## AIM
Edit the listing below by replacing "seal's flipper" with "seal's tail" wherever it appears, and leave every other line and character unchanged.

## DATA LISTING

★ ★ ★ ★ ★ ★ ★

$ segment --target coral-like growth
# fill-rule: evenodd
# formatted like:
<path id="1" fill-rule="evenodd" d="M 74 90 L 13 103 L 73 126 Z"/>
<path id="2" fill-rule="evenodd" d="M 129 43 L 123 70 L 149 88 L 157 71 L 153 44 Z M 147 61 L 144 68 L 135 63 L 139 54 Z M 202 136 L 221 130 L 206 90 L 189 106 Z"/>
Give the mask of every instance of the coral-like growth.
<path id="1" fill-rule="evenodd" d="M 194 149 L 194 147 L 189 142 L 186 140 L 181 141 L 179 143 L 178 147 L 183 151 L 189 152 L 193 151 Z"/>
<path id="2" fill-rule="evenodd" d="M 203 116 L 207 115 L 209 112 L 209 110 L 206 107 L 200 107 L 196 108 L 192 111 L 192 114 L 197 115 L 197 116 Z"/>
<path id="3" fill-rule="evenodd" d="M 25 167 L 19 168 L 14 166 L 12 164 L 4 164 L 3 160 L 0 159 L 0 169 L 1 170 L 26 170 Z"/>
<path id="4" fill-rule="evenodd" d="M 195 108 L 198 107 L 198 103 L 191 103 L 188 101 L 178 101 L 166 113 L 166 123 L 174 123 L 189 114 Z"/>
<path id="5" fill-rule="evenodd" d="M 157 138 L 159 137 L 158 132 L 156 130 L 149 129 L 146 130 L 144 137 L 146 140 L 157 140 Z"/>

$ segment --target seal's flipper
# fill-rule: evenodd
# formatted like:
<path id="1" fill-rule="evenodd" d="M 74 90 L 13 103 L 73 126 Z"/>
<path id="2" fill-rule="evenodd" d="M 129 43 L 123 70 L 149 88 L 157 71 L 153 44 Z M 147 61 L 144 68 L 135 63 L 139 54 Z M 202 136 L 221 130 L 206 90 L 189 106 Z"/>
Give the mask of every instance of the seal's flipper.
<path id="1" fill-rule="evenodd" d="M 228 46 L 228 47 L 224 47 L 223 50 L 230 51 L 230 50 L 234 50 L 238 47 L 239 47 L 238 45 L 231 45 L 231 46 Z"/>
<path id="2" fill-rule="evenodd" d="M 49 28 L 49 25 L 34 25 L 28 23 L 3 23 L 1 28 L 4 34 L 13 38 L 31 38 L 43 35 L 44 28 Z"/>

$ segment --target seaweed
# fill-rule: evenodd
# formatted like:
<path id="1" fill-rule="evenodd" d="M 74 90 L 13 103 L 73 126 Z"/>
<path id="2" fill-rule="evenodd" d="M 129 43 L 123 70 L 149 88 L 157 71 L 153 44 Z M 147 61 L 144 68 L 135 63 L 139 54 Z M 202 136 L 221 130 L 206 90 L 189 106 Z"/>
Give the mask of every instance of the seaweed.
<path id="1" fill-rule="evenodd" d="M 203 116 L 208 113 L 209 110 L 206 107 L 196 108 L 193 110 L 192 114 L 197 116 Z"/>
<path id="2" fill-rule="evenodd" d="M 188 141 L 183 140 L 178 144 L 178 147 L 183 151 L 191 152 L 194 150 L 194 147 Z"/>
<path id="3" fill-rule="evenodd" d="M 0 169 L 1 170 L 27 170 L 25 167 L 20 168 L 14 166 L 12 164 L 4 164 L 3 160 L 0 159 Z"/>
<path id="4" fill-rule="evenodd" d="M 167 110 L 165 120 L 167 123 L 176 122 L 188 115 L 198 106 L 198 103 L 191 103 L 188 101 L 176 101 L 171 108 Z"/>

★ ★ ★ ★ ★ ★ ★

## REPLY TO THE EXERCISE
$ segment --target coral-like growth
# fill-rule: evenodd
# formatted like:
<path id="1" fill-rule="evenodd" d="M 74 90 L 13 103 L 73 126 Z"/>
<path id="2" fill-rule="evenodd" d="M 129 43 L 123 70 L 149 88 L 157 71 L 153 44 Z M 147 61 L 144 68 L 135 63 L 139 54 Z M 202 136 L 221 130 L 206 90 L 189 106 Z"/>
Give the mask of every instance of the coral-like growth.
<path id="1" fill-rule="evenodd" d="M 194 149 L 194 147 L 189 142 L 186 140 L 181 141 L 179 143 L 178 147 L 183 151 L 189 152 L 193 151 Z"/>
<path id="2" fill-rule="evenodd" d="M 203 116 L 207 115 L 209 112 L 209 110 L 206 107 L 200 107 L 196 108 L 192 111 L 192 114 L 197 115 L 197 116 Z"/>
<path id="3" fill-rule="evenodd" d="M 25 167 L 19 168 L 14 166 L 12 164 L 4 164 L 3 160 L 0 159 L 0 169 L 1 170 L 26 170 Z"/>
<path id="4" fill-rule="evenodd" d="M 195 108 L 198 107 L 198 103 L 191 103 L 188 101 L 178 101 L 166 113 L 166 123 L 174 123 L 189 114 Z"/>
<path id="5" fill-rule="evenodd" d="M 157 138 L 159 137 L 158 132 L 156 130 L 149 129 L 146 130 L 144 137 L 146 140 L 157 140 Z"/>

$ segment --target seal's tail
# fill-rule: evenodd
# formatted like:
<path id="1" fill-rule="evenodd" d="M 74 90 L 13 103 L 73 126 Z"/>
<path id="2" fill-rule="evenodd" d="M 129 43 L 123 70 L 149 88 L 157 71 L 153 44 Z M 147 61 L 144 68 L 135 63 L 139 54 Z M 202 136 L 221 130 L 206 90 L 189 106 Z"/>
Give the mask of every instance of the seal's tail.
<path id="1" fill-rule="evenodd" d="M 228 46 L 228 47 L 224 47 L 223 50 L 230 51 L 230 50 L 234 50 L 238 47 L 239 47 L 238 45 L 231 45 L 231 46 Z"/>
<path id="2" fill-rule="evenodd" d="M 49 28 L 49 25 L 34 25 L 28 23 L 3 23 L 1 28 L 4 34 L 13 38 L 31 38 L 43 35 L 44 28 Z"/>

$ segment --target seaweed
# fill-rule: evenodd
# formatted like:
<path id="1" fill-rule="evenodd" d="M 74 90 L 13 103 L 73 126 Z"/>
<path id="2" fill-rule="evenodd" d="M 129 43 L 123 70 L 149 88 L 157 71 L 153 44 Z M 147 61 L 144 68 L 135 63 L 139 54 Z M 202 136 L 221 130 L 206 90 L 189 106 Z"/>
Give the mask of every instance of the seaweed.
<path id="1" fill-rule="evenodd" d="M 203 116 L 208 113 L 209 110 L 206 107 L 196 108 L 193 110 L 192 114 L 197 116 Z"/>
<path id="2" fill-rule="evenodd" d="M 188 141 L 183 140 L 178 144 L 178 147 L 183 151 L 191 152 L 194 150 L 194 147 Z"/>
<path id="3" fill-rule="evenodd" d="M 0 169 L 1 170 L 27 170 L 25 167 L 20 168 L 14 166 L 12 164 L 4 164 L 3 160 L 0 159 Z"/>
<path id="4" fill-rule="evenodd" d="M 167 110 L 165 120 L 167 123 L 176 122 L 188 115 L 198 106 L 198 103 L 191 103 L 188 101 L 176 101 L 171 108 Z"/>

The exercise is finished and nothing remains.